Various countries in post-colonial Africa have been described as stratocracies. The Republic of Egypt under the leadership of Nasser was described by the political theorist P. J. Vatikiotis as a statocratic state. George commented in a 1988 paper that the military dictatorship of Idi Amin in Uganda and the apartheid regime in South Africa should be considered stratocracies. Various previous Nigerian governments have been described as stratocratic in research, including the government under Olusegun Obasanjo, and the Armed Forces Ruling Council lead by Ibrahim Babangida. Under the 1978 constitution of eSwatini Sobhuza II appointed the Swazi army commander as the country's prime minister, and the second-in-command of the army as the head of the civil service board. This fusing of military and civil power continued in subsequent appointments, with many of the appointees viewing their civil roles as secondary to their military positions. Ghana under Jerry Rawlings has also been described as being stratocratic in nature. Karl Marx's term of barracks socialism was retermed by the political scientist Michel Martin in their description of socialist stratocracies in the Middle East, Latin America, and Africa, including specifically the People's Republic of Benin. Martin also believes the praetorianism of francophone African republics can be called stratocratic, including the Côte d'Ivoire and the Central African Republic.

----------

List of tasks>
(a) From the passage on stratocracies in Africa, list every country that Michel Martin names.
(b) Pick up the passage on stratocracies in Africa after its final sentence and continue it.

----------

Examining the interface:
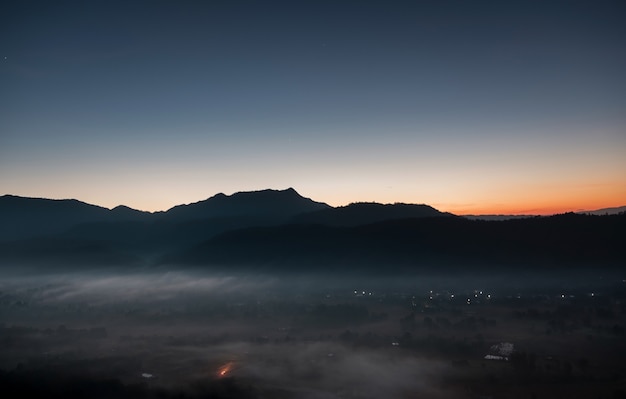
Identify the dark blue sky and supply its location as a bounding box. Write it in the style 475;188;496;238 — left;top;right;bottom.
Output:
0;1;626;212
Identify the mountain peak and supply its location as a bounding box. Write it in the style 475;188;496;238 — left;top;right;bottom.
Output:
163;187;330;220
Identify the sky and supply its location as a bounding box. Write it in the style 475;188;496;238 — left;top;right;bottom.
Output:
0;0;626;214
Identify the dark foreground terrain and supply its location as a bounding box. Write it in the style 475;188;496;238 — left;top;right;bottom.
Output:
0;270;626;398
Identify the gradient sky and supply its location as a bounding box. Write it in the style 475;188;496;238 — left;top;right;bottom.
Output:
0;0;626;214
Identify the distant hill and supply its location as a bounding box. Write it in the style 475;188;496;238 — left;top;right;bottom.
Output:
0;195;149;240
0;188;626;271
293;202;453;226
159;188;330;222
169;213;626;272
461;206;626;221
576;205;626;215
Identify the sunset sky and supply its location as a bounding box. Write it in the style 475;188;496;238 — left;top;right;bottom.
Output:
0;0;626;214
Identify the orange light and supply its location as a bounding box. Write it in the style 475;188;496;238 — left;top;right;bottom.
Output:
217;362;233;377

----------

Results of the exercise>
(a) People's Republic of Benin, Côte d'Ivoire, Central African Republic

(b)
Other 

The French historian François Raguenet wrote in 1691 of the stratocracy of Oliver Cromwell in the Protectorate, and commented that he believed William III of England was seeking to revive the stratocracy in England.

The Prussian military writer Georg Henirich von Berenhorst wrote in hindsight that ever since the reign of the soldier king, Prussia always remained "not a country with an army, but an army with a country" (a quote often misattributed to Voltaire and Honoré Gabriel Riqueti, comte de Mirabeau). It has been argued the subsequent dominance of the Kingdom of Prussia in the North German Confederation and German Empire and the expansive militarism in their administrations and policies, saw a continuance of the stratocratic Prussian government.

British commentators such as Sir Richard Burton described the pre-Tanzimat Ottoman Empire as a stratocratic state.

The Warlord Era of China is viewed as period of stratocratic struggles with the researcher Peng Xiuliang pointing to the actions and policies of Wang Shizhen, a general and politician of the Republic of China, as an example of the stratocratic forces within the Chinese government of the time.

Occupied Poland in World War I was put under the  (general military governments) of Germany and Austria-Hungary. This government was a stratocratic system where the military was responsible for the political administration of Poland.

Fictional stratocracies 
Stratocratic forms of government have been popular in fictional stories.

 The country of Amestris in the Fullmetal Alchemist manga and anime series is a nominal parliamentary republic without elections, where parliament has been used as a façade to distract from the authoritarian regime, as the government is almost completely centralized by the military, and the majority of government positions are occupied by military personnel.
 Bowser from the Super Mario video game franchise is the supreme leader of a stratocratic empire in which he has many other generals working under his militaristic rules such as Kamek, Private Goomp, Sergeant Guy, Corporal Paraplonk and many others.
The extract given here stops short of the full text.